— start of Supplied data —

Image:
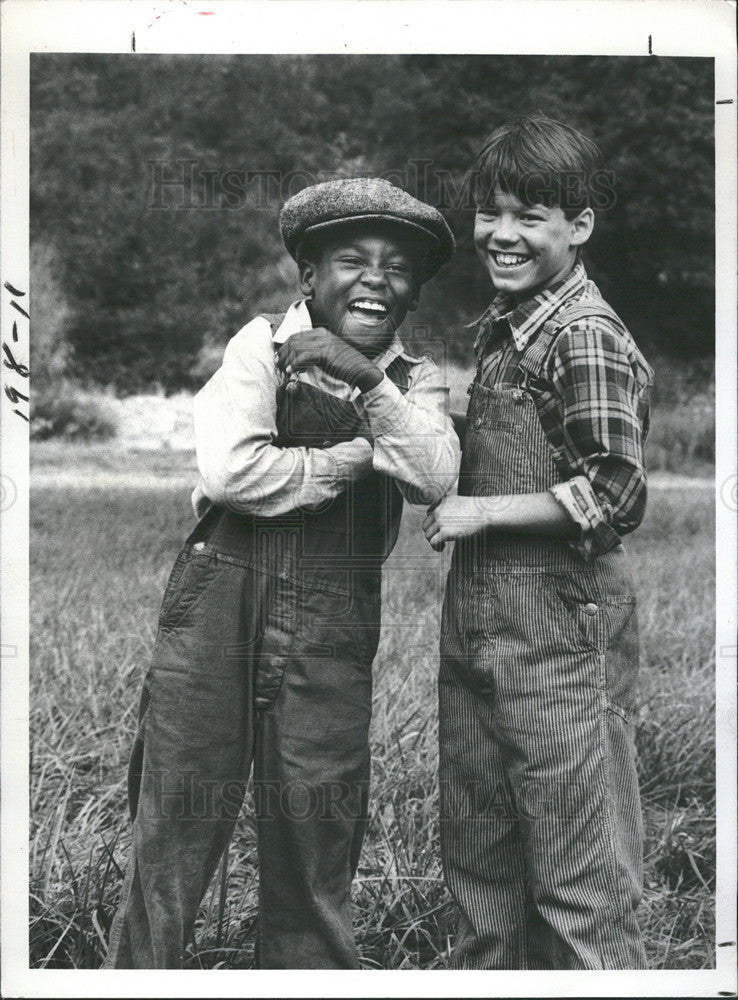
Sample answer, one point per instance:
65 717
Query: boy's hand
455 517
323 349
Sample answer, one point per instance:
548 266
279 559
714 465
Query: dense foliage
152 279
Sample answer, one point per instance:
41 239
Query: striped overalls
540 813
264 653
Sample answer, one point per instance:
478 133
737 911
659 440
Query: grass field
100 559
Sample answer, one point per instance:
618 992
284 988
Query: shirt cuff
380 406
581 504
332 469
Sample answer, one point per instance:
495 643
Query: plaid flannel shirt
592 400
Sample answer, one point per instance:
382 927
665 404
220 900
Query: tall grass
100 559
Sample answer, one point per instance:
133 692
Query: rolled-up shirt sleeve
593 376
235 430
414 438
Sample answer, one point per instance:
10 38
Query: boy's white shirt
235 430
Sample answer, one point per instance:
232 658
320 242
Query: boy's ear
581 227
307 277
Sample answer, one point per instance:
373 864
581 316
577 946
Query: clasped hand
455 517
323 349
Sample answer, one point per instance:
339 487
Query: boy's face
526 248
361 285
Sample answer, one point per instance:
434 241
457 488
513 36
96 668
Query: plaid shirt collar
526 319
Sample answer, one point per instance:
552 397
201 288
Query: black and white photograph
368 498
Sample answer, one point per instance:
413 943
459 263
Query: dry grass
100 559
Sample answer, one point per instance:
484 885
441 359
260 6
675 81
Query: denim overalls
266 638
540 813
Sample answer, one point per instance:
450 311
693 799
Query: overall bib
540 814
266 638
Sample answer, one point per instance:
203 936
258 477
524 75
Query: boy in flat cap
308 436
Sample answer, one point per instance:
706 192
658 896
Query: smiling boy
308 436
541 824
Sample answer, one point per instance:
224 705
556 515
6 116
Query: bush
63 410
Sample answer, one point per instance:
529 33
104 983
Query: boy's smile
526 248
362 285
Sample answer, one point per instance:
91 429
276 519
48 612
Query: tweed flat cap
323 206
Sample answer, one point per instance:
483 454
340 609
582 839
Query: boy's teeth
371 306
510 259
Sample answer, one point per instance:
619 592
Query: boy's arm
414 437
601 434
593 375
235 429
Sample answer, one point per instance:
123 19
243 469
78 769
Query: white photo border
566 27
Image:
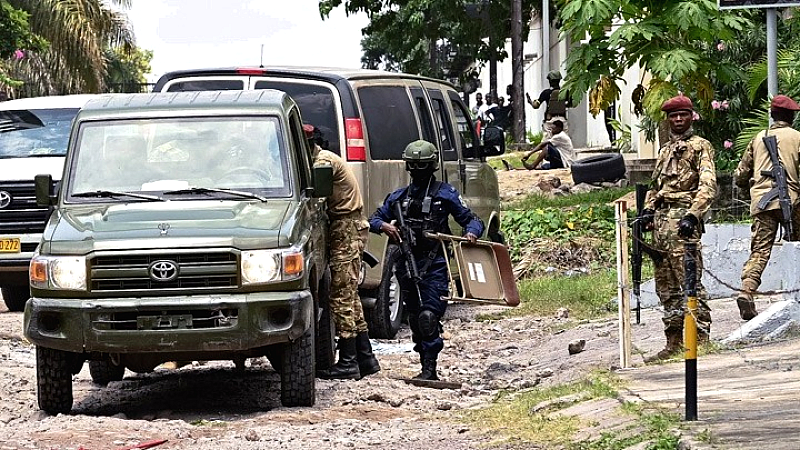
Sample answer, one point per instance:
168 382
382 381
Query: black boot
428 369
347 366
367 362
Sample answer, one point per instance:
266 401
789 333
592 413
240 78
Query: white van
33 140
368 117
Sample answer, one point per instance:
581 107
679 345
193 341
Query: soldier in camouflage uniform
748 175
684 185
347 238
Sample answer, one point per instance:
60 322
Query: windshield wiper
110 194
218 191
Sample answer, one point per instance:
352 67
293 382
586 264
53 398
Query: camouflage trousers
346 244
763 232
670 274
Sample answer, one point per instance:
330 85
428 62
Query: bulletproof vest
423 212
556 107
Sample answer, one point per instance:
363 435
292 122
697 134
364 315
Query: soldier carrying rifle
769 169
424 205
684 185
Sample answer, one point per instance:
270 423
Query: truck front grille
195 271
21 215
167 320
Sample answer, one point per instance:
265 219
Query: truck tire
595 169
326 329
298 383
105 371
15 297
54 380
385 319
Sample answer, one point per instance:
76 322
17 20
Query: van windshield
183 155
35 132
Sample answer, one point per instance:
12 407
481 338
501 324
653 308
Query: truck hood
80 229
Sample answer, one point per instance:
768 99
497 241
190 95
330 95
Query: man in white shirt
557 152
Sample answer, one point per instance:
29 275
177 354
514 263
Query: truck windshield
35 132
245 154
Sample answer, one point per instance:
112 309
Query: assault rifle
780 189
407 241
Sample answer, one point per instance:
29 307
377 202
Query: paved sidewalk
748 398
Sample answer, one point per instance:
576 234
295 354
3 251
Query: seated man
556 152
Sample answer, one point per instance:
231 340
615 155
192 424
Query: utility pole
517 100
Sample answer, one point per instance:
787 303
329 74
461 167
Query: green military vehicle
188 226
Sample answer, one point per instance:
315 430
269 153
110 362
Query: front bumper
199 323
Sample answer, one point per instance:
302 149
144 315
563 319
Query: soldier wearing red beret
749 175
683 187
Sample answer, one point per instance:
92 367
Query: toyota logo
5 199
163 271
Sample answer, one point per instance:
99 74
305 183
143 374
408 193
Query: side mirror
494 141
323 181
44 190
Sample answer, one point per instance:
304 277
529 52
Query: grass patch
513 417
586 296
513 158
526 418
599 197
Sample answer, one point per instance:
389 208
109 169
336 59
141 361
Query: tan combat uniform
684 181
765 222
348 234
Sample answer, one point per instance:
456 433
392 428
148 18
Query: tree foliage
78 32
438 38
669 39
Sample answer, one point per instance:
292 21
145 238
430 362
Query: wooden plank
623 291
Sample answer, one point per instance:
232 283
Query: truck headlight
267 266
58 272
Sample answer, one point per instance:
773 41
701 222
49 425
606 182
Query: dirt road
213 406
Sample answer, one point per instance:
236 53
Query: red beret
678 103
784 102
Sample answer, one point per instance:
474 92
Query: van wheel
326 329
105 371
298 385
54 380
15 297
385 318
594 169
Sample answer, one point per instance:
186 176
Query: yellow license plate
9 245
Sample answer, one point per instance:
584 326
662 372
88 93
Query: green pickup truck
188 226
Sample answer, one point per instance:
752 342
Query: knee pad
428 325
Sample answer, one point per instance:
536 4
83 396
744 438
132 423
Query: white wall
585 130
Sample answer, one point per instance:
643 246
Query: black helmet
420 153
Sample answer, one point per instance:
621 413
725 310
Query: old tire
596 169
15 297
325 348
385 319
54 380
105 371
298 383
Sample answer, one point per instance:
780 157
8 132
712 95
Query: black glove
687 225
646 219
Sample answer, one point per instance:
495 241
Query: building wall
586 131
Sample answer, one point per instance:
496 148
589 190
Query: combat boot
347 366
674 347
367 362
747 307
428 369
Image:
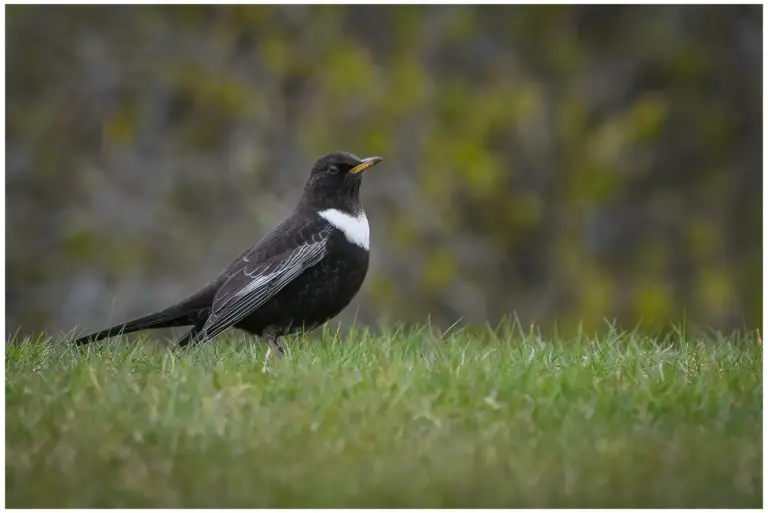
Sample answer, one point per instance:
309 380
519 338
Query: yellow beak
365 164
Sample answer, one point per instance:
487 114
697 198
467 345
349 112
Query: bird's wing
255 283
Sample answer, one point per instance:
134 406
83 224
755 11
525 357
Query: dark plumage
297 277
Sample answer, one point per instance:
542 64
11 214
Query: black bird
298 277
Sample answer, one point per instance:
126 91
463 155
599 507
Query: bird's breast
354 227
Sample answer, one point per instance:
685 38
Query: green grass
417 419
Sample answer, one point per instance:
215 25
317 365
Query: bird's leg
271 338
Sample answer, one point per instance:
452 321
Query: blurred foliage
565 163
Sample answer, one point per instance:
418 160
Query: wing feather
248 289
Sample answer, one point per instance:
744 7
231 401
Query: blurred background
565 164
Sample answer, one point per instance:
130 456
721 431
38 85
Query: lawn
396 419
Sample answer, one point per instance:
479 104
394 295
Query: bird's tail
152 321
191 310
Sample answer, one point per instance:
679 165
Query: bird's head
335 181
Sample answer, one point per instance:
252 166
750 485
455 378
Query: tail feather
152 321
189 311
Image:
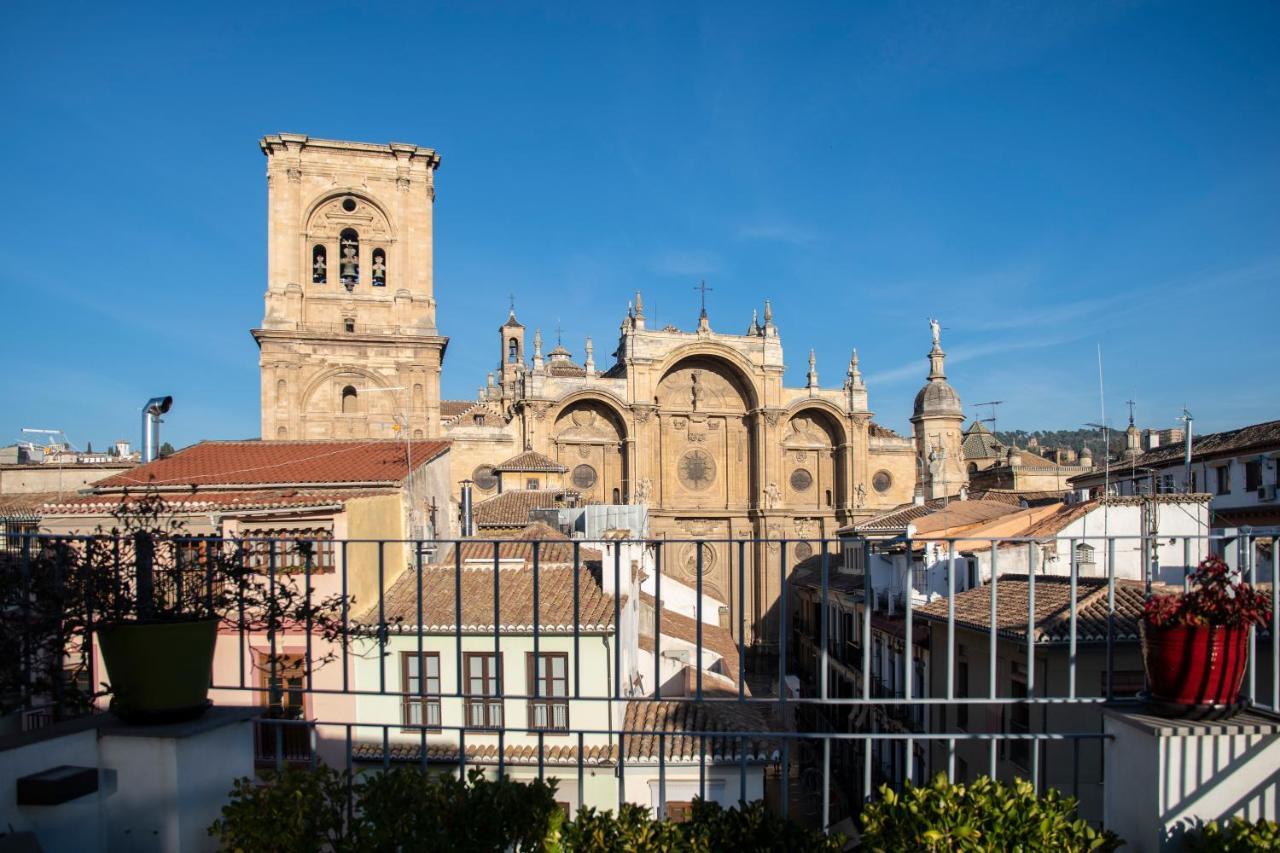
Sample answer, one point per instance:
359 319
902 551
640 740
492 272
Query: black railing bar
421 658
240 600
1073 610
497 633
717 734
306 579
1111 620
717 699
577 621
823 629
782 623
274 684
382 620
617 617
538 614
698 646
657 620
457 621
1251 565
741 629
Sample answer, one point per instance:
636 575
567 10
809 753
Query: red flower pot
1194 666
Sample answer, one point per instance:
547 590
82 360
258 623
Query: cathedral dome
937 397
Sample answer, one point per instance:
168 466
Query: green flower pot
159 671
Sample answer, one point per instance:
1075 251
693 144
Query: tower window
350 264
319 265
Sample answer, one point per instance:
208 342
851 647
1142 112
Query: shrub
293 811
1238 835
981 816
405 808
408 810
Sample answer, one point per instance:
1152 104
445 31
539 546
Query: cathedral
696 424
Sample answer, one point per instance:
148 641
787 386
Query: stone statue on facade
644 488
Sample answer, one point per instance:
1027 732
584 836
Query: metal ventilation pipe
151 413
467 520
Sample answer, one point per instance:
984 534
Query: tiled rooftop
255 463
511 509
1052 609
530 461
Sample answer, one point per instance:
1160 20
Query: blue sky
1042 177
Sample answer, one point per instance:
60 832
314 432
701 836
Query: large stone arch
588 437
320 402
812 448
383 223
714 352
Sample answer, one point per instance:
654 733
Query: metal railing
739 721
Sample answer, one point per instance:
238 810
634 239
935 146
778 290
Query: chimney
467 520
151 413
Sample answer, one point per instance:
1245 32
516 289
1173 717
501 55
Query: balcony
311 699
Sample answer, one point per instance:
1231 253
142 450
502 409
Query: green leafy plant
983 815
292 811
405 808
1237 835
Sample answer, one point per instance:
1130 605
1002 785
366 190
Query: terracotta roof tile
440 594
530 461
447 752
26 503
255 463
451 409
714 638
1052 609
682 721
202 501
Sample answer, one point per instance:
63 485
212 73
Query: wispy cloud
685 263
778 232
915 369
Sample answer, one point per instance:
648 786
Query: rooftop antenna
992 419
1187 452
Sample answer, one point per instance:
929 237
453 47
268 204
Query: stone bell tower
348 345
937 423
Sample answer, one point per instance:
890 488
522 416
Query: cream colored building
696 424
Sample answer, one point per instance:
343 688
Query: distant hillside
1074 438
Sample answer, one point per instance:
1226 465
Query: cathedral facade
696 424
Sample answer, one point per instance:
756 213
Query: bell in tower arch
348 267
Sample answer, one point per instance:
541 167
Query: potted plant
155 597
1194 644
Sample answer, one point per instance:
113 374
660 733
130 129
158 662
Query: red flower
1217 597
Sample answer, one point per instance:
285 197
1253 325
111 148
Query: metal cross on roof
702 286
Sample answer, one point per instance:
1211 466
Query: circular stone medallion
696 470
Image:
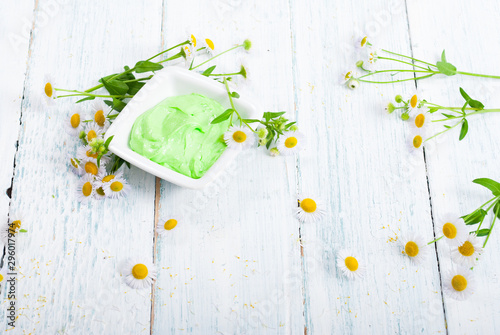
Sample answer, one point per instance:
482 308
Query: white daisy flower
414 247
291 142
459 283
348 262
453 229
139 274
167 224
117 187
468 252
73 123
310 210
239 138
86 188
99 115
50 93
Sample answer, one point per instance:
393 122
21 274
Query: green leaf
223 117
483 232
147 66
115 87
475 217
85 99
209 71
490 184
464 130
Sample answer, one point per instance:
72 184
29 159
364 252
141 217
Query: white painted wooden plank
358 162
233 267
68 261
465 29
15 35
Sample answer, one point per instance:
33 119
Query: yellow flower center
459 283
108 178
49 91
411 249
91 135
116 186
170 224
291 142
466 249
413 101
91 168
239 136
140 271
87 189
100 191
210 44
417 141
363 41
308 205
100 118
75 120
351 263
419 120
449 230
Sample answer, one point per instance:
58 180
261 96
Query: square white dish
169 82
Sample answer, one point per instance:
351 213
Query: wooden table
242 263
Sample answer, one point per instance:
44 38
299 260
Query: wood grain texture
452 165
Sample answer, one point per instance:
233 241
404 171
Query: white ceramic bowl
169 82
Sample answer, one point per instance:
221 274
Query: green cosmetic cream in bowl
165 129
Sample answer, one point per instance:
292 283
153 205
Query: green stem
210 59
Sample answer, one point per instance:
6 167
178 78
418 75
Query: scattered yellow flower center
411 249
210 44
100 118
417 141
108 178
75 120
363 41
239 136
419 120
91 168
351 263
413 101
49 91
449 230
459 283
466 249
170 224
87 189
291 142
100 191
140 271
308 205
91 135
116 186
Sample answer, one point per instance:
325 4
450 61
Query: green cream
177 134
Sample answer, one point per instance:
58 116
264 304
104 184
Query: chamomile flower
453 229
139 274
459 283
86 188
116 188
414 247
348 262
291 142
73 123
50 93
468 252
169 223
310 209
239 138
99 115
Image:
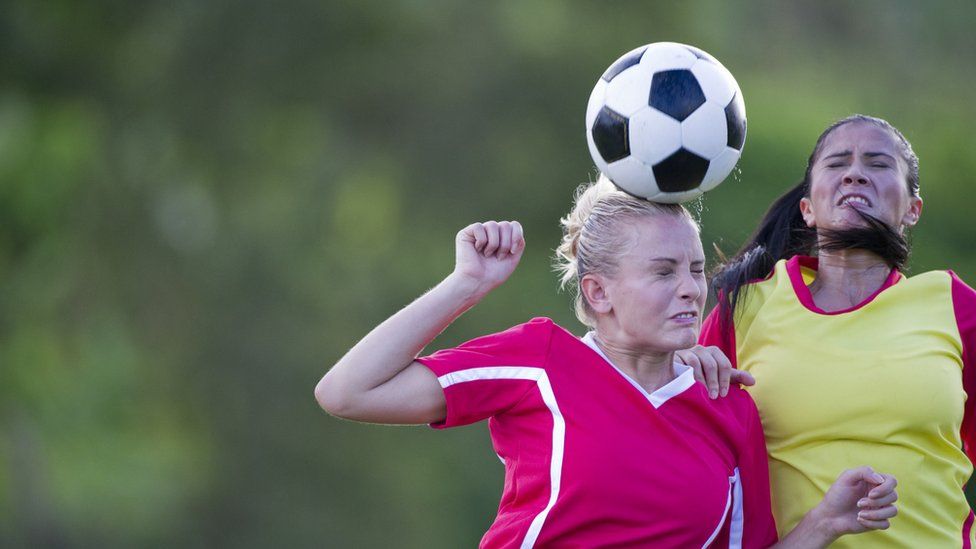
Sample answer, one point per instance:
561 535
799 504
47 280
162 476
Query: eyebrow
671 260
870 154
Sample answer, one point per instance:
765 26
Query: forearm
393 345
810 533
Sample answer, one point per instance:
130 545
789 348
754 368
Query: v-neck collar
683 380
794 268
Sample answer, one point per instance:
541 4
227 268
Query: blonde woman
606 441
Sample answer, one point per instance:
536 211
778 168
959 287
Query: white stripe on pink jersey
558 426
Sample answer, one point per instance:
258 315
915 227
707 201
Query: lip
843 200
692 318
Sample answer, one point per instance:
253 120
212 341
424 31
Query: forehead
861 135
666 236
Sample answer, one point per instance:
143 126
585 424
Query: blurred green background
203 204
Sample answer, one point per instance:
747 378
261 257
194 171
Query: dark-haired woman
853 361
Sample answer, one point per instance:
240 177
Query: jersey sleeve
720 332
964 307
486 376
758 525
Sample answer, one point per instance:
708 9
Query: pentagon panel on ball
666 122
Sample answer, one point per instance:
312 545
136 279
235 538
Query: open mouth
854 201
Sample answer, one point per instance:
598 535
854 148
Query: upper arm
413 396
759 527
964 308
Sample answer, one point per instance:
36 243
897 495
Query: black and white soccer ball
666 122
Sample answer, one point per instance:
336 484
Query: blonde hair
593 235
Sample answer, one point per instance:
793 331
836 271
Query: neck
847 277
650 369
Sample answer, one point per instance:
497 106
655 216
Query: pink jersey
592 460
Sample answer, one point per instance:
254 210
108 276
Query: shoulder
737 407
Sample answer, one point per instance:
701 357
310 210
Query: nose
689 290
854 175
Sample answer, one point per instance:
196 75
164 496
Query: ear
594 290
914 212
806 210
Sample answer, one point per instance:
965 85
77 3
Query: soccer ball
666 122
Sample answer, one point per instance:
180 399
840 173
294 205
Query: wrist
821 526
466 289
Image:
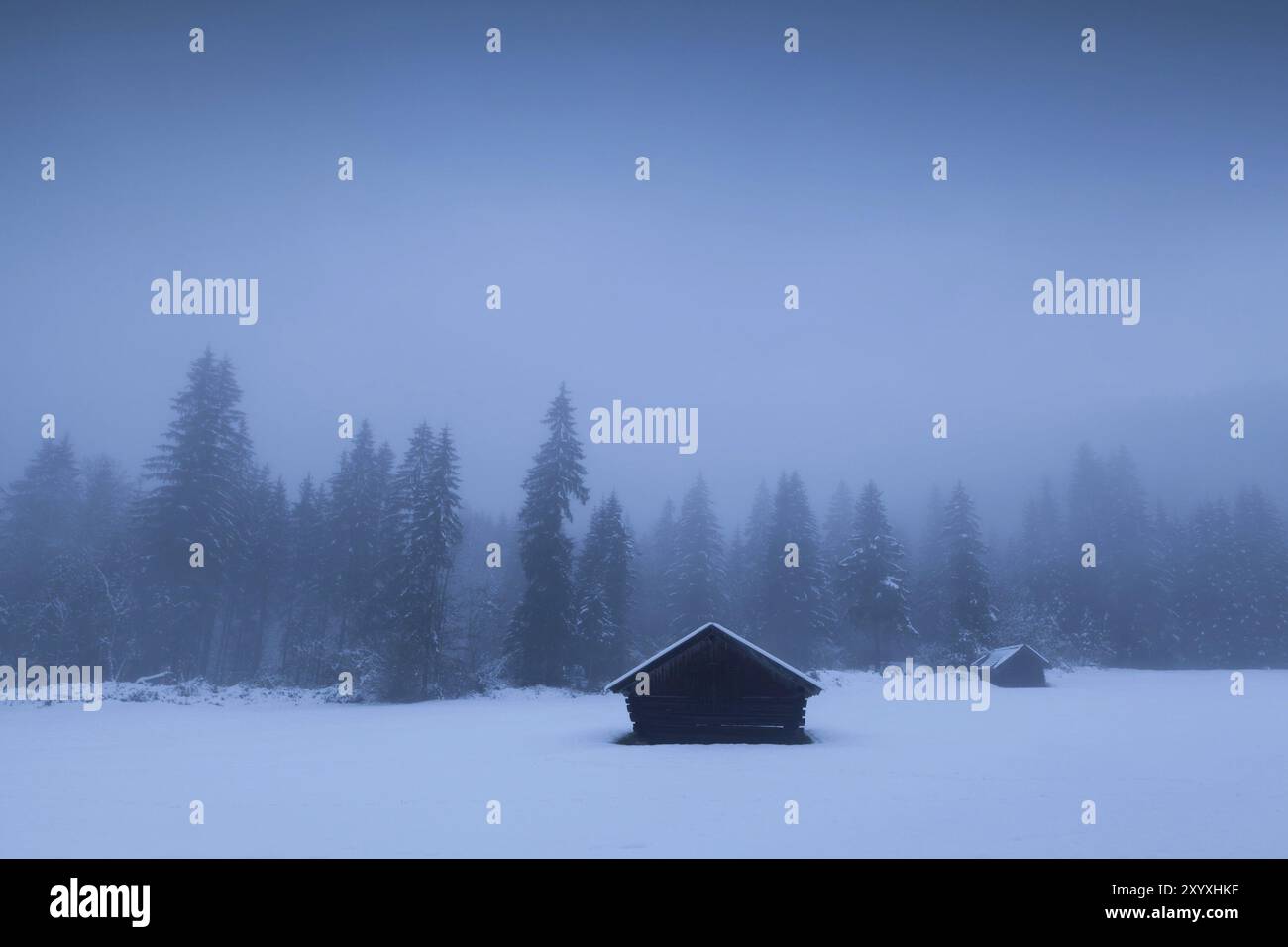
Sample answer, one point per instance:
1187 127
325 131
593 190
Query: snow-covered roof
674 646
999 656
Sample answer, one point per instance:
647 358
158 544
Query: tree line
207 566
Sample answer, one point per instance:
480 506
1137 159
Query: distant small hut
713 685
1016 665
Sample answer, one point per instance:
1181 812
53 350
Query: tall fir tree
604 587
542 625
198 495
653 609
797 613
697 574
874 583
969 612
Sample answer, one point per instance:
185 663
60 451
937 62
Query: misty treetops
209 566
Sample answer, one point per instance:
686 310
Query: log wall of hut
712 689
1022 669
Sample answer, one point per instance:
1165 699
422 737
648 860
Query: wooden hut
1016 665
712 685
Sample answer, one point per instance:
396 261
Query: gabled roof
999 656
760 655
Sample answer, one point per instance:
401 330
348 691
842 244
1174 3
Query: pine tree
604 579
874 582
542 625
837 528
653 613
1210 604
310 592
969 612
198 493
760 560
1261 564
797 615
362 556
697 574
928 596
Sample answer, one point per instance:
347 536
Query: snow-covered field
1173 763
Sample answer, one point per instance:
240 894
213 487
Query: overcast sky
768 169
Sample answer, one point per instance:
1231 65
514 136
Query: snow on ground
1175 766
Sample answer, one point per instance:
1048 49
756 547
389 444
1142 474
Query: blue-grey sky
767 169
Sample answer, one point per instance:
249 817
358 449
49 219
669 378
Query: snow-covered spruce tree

— end of Supplied data —

--- Task ---
List each line in the items above that contains the word "beret".

--- Correct answer ---
Query: soldier wearing red beret
Query: red beret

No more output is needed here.